• [WORK INSTRUCTIONS]
• a. In the Canberra house prices article, rewrite the part that opens with the words "Canberra’s rising prices" and closes with "investors at present.", switching "rental yield" to "rental return".
• b. According to the Canberra house prices article, in which quarter did Canberra's house prices peak?

• [DOCUMENT PASSAGE]
--------------------------------------------------
Canberra’s rising prices could be affecting affordability as low supply becomes every buyer’s worst enemy
Canberra’s house prices peaked over the March 2017 quarter, recording the highest growth rate of all Australian capital cities during that period.
“Canberra’s been a good performer; it’s had a couple of very good years, and it’s probably coming into its third strong year. There’s 3–6% year-on-year capital growth projected over the next three years,” says Paul Glossop, director of Pure Property Investment.
For Glossop, a decreasing rental yield will be the main problem for the property market since prices are continuing to rise. Supply has not been catching up with the high demand, causing values to skyrocket in areas like Gungahlin and Belconnen. Thus, the suburbs outside of these regions could offer more opportunity for investors at present.
--------------------------------------------------
• [INFORMATION SUPPLIED]
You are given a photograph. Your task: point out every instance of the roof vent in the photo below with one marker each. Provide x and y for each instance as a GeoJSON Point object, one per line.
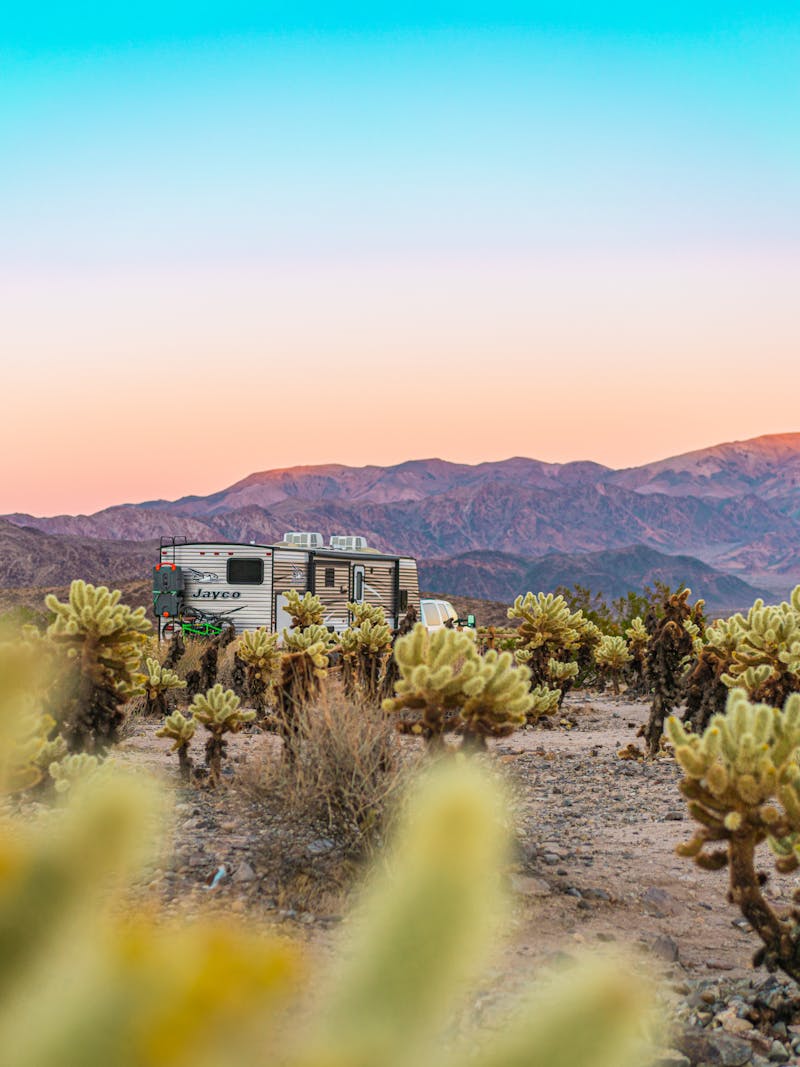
{"type": "Point", "coordinates": [303, 539]}
{"type": "Point", "coordinates": [347, 542]}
--------------------------------------------------
• [SOLUTIONS TO THE EXERCISE]
• a.
Canberra’s rising prices could be affecting affordability as low supply becomes every buyer’s worst enemy
Canberra’s house prices peaked over the March 2017 quarter, recording the highest growth rate of all Australian capital cities during that period.
“Canberra’s been a good performer; it’s had a couple of very good years, and it’s probably coming into its third strong year. There’s 3–6% year-on-year capital growth projected over the next three years,” says Paul Glossop, director of Pure Property Investment.
For Glossop, a decreasing rental return will be the main problem for the property market since prices are continuing to rise. Supply has not been catching up with the high demand, causing values to skyrocket in areas like Gungahlin and Belconnen. Thus, the suburbs outside of these regions could offer more opportunity for investors at present.

• b. The March 2017 quarter.